# Do this
Extend the comment on *The Rite of Spring* with a few sentences that follow on from its final line.

── Page text

Still a great piece, though not quite as shocking for me as it used to seem. My 4th grade teacher also happened to have a side career as a professional orchestral violist and we spent most of that year in school digging deeply (or so it seemed at the time) into the major works of Stravinsky. Needless to say this was an unusual education to receive here in the States at the regular old public school elementary I went to!

My first favorite recording was the Bernstein/Israel Philharmonic recording. I've since acquired seemingly an entire shelf of Rite of Spring discs! I think my favorite now is the Ozawa/Chicago recording. So much visceral energy and violence, but still very precise and impeccably played.

────
── Dataset entries

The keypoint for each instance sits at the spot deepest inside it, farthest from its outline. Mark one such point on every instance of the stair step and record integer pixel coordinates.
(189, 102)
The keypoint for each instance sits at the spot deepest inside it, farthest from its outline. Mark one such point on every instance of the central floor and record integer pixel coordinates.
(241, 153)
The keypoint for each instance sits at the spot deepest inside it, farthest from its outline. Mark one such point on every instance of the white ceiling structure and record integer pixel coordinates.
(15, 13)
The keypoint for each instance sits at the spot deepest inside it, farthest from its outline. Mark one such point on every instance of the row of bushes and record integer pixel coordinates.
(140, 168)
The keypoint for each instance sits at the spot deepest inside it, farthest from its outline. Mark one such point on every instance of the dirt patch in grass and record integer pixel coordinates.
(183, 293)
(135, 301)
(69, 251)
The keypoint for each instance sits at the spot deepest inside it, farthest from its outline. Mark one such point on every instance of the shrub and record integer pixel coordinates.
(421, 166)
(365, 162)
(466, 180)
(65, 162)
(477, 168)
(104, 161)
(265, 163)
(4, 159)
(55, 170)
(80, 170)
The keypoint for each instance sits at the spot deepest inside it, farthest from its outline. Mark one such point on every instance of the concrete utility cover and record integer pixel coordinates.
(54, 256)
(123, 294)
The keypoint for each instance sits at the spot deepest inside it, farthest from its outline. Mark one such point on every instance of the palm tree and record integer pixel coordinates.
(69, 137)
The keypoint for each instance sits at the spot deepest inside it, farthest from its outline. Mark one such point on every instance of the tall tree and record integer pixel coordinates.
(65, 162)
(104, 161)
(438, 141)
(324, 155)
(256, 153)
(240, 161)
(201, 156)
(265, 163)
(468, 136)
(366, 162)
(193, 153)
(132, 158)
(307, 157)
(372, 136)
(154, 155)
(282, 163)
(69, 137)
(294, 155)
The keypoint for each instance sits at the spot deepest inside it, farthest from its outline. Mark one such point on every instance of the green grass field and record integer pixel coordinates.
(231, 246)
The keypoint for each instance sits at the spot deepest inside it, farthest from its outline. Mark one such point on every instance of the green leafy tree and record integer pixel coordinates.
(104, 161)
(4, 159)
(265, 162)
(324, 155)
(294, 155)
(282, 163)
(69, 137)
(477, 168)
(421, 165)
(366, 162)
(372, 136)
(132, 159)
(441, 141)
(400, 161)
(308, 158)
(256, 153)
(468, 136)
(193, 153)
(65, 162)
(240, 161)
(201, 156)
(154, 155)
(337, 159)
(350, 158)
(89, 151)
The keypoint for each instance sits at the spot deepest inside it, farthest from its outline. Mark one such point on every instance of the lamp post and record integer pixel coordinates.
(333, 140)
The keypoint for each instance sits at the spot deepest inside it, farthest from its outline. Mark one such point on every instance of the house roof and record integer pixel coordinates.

────

# Answer to this problem
I think my least favorite, surprisingly is the Boulez/Cleveland disc that is paired with the 1911 Petrouchka. It is clean and precise to be sure, but it is just missing that special something that sets the Rite apart from other standard orchestral fare. I actually wrote a little review of it this recording (and talked about what I though its shortcomings are) if anyone is interested:

http://listeningfromthebackrow.com/2013/08/09/rite-of-spring-boulez-cleveland-orchestra/

Even after all these years, I still love the Rite of Spring, though for different reasons. It doesn't seem so rhythmically complex anymore, and it doesn't sound dissonant to me either. I understand it better and my musical education is far beyond that of my youthful self, but even though it doesn't shock in the same, I still find it interesting, insightful, and am still finding new things that I never new existed within the composition.